Read the entries below and pull out each line with the string "motorcycle".

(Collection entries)
- Opening Delimiter -

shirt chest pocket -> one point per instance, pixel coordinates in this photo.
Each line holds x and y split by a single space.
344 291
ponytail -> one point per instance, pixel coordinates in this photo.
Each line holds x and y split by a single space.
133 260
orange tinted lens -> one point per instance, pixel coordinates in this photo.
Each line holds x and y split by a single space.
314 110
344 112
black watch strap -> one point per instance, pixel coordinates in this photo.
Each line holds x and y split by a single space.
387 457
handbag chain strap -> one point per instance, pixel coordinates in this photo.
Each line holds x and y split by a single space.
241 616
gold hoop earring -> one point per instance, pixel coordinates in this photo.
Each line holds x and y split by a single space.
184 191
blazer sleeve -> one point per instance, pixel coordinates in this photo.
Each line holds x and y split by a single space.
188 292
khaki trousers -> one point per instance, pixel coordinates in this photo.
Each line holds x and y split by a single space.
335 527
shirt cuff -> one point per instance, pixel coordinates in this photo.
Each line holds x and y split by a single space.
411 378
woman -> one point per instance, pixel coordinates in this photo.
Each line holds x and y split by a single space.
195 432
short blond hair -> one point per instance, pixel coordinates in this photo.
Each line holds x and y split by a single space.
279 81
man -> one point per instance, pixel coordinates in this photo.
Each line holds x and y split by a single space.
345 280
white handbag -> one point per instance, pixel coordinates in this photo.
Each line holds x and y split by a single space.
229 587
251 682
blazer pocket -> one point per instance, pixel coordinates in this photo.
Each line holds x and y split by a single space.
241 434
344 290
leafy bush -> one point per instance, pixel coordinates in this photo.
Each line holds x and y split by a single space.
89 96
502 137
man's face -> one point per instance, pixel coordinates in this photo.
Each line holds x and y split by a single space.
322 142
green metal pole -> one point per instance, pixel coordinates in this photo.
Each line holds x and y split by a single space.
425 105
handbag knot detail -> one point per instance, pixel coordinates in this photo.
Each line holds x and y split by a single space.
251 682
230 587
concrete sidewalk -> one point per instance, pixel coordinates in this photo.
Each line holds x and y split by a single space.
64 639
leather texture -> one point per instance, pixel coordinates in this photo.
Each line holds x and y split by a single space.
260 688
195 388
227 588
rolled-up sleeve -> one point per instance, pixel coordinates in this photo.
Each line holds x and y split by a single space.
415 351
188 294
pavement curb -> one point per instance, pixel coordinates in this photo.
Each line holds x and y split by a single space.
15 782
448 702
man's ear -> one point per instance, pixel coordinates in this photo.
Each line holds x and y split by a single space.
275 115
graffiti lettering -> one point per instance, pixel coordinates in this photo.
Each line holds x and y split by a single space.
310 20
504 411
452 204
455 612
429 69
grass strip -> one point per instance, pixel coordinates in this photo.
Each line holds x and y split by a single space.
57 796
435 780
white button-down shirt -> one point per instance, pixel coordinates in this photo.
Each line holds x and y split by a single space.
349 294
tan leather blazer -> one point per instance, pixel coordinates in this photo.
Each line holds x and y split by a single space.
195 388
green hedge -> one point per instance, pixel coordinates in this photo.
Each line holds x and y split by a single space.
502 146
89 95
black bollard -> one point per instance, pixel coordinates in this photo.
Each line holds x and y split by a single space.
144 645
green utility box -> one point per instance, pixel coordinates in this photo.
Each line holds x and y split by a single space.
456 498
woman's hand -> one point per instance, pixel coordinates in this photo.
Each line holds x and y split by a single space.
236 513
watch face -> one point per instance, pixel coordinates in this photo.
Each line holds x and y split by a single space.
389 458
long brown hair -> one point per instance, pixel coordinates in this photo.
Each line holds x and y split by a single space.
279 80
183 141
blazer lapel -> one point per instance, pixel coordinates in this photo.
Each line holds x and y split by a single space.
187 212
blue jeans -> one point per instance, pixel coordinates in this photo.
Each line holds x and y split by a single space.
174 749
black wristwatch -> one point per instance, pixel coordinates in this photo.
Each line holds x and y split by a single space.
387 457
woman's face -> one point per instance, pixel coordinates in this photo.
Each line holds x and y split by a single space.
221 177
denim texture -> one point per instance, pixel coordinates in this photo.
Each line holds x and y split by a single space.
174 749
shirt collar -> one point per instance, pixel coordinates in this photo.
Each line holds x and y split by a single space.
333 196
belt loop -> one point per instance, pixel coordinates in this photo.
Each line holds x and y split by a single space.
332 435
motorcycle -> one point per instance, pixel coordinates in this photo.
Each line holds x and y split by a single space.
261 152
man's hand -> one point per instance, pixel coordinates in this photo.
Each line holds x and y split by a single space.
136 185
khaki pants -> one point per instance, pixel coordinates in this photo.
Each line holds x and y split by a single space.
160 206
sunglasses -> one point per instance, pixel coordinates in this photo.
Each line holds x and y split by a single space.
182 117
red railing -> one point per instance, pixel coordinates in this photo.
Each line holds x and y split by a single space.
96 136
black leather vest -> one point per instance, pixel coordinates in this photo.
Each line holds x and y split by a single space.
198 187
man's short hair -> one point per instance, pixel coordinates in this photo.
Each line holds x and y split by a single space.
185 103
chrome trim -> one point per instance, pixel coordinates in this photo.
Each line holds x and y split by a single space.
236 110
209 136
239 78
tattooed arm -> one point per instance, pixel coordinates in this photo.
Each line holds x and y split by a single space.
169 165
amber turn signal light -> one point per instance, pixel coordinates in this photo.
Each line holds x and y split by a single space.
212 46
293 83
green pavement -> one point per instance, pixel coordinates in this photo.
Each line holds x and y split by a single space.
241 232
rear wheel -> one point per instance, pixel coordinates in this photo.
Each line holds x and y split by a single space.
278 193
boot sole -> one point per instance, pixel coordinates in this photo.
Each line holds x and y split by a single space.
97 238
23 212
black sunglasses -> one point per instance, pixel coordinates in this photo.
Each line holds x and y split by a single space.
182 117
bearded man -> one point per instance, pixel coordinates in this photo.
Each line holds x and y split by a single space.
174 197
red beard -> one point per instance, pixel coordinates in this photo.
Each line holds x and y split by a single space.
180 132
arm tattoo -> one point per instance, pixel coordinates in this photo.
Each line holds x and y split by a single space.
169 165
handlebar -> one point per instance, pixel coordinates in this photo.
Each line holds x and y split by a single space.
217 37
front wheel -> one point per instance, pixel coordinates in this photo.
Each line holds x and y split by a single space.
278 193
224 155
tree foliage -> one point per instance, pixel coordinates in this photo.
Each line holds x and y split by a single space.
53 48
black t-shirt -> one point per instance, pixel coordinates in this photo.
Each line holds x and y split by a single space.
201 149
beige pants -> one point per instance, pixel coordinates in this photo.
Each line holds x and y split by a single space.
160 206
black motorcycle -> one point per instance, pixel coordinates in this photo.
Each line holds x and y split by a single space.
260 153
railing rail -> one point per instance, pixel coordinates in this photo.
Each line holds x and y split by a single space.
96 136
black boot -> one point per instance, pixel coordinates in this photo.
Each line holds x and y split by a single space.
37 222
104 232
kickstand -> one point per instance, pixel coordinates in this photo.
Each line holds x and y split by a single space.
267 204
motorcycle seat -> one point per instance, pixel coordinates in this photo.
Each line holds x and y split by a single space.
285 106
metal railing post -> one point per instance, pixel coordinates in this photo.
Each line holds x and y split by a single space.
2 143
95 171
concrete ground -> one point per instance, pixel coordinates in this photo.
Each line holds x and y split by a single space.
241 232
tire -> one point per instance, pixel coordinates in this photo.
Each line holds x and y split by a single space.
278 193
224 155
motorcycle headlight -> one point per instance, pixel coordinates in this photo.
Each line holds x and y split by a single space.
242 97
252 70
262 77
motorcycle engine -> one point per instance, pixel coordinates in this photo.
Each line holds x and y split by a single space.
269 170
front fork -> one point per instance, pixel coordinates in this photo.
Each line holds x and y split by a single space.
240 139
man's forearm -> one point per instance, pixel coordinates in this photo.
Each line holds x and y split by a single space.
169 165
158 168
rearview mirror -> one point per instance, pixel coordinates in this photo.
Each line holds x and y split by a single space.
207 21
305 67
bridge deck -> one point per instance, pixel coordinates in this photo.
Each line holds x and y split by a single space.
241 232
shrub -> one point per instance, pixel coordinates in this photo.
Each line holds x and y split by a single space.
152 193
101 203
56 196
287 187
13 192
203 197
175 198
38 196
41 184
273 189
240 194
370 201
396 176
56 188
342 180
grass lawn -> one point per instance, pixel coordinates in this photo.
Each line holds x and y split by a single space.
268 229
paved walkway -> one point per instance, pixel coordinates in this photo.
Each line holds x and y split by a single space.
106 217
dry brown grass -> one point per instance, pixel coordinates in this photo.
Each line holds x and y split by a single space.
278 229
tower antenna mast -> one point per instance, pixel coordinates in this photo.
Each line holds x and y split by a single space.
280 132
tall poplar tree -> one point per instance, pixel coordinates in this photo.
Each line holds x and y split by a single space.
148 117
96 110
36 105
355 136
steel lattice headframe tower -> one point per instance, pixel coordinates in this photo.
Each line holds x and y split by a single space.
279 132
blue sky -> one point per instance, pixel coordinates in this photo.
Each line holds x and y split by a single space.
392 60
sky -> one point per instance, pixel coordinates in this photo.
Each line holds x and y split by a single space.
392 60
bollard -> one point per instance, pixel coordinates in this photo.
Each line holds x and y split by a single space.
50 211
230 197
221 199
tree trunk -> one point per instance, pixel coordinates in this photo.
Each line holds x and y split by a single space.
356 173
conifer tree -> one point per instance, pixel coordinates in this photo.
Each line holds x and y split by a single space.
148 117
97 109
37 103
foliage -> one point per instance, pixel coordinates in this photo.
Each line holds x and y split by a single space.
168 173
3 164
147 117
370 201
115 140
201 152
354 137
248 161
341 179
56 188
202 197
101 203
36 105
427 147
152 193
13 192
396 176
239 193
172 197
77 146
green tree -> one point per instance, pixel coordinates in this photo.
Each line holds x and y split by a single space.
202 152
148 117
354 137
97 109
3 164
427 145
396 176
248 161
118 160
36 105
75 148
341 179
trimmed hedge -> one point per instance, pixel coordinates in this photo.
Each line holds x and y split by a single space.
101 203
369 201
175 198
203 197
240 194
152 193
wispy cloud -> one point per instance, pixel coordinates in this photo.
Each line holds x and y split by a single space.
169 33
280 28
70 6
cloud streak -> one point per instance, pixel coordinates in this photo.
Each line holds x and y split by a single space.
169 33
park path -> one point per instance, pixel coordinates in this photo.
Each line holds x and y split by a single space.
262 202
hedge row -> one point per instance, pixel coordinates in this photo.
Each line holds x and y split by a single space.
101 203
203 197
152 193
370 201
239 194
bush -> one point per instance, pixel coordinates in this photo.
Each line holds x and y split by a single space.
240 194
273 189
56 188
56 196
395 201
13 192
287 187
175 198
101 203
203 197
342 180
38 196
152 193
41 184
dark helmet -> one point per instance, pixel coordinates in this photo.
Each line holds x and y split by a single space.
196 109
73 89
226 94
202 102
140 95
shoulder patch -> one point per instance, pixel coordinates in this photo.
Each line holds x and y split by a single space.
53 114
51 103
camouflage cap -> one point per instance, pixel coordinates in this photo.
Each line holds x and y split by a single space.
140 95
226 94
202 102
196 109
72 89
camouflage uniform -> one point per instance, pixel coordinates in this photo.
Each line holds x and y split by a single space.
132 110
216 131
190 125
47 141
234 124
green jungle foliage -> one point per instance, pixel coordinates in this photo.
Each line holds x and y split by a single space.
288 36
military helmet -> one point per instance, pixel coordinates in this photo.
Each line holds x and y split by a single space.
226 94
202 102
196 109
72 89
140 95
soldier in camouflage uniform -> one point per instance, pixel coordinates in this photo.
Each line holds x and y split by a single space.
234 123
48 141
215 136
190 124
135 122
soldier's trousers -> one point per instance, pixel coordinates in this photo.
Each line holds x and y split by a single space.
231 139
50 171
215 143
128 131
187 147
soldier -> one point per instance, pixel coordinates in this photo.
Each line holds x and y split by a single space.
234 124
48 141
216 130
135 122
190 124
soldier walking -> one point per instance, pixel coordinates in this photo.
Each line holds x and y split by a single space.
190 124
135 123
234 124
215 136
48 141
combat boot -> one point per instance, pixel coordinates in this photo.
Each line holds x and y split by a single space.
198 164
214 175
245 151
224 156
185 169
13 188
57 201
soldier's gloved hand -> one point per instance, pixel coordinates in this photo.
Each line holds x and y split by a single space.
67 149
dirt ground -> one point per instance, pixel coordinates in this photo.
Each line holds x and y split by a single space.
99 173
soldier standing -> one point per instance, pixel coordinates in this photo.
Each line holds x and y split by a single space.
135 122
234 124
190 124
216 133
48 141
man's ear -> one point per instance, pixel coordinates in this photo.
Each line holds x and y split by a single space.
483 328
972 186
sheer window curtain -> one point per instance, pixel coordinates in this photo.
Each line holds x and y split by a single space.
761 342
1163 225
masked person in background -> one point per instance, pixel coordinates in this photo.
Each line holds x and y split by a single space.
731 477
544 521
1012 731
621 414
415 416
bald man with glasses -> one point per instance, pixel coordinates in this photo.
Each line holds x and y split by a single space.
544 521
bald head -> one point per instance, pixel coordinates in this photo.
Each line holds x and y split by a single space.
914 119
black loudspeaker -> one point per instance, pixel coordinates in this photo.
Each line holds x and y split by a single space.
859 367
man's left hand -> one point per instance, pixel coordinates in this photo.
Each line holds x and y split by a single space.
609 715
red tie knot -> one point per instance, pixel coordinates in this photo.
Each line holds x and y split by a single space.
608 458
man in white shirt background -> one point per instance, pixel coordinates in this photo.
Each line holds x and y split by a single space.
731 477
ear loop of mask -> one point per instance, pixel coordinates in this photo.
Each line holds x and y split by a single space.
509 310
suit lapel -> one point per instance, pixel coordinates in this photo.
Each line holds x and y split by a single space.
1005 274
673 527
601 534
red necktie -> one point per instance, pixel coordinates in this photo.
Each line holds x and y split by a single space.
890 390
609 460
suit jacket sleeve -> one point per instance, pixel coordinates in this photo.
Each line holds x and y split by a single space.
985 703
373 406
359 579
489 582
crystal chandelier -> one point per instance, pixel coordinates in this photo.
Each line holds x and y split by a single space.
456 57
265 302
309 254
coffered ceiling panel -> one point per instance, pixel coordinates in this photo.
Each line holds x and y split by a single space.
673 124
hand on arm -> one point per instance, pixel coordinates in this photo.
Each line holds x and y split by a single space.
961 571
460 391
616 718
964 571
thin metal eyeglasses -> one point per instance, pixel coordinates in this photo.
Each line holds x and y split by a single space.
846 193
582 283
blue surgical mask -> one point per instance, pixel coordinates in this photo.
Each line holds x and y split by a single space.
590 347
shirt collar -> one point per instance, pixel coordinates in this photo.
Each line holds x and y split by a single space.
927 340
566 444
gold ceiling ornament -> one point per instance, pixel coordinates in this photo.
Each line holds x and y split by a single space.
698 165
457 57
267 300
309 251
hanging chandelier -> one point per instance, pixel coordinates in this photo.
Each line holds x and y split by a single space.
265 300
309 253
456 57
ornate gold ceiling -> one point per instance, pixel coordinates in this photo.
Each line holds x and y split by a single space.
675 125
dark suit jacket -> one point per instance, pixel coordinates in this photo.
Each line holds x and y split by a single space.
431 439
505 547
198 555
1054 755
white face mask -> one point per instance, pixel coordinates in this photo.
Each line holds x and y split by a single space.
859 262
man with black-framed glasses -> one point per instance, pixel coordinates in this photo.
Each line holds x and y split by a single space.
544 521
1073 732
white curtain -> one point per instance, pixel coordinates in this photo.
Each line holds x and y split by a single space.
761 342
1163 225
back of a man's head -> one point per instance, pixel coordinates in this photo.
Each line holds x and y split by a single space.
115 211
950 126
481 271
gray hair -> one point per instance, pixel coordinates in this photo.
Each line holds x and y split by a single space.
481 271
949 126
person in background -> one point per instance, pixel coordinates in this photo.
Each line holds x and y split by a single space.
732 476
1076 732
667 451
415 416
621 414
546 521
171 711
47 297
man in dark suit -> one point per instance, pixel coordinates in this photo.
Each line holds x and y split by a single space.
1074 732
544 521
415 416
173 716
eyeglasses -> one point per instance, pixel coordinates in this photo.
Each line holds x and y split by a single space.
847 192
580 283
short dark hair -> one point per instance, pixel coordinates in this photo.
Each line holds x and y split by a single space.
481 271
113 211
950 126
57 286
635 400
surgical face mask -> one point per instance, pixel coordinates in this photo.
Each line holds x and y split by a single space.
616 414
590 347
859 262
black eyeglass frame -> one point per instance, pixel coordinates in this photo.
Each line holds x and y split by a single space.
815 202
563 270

- Closing Delimiter -

THE COMPLETED TASK
motorcycle -> one point per instance, pixel coordinates in this photo.
black motorcycle -> one point per instance, pixel coordinates in this photo.
motorcycle seat -> one point per instance, pixel coordinates in this photo.
motorcycle headlight -> one point per instance, pixel coordinates in this photo.
motorcycle engine -> one point per instance, pixel coordinates in this photo.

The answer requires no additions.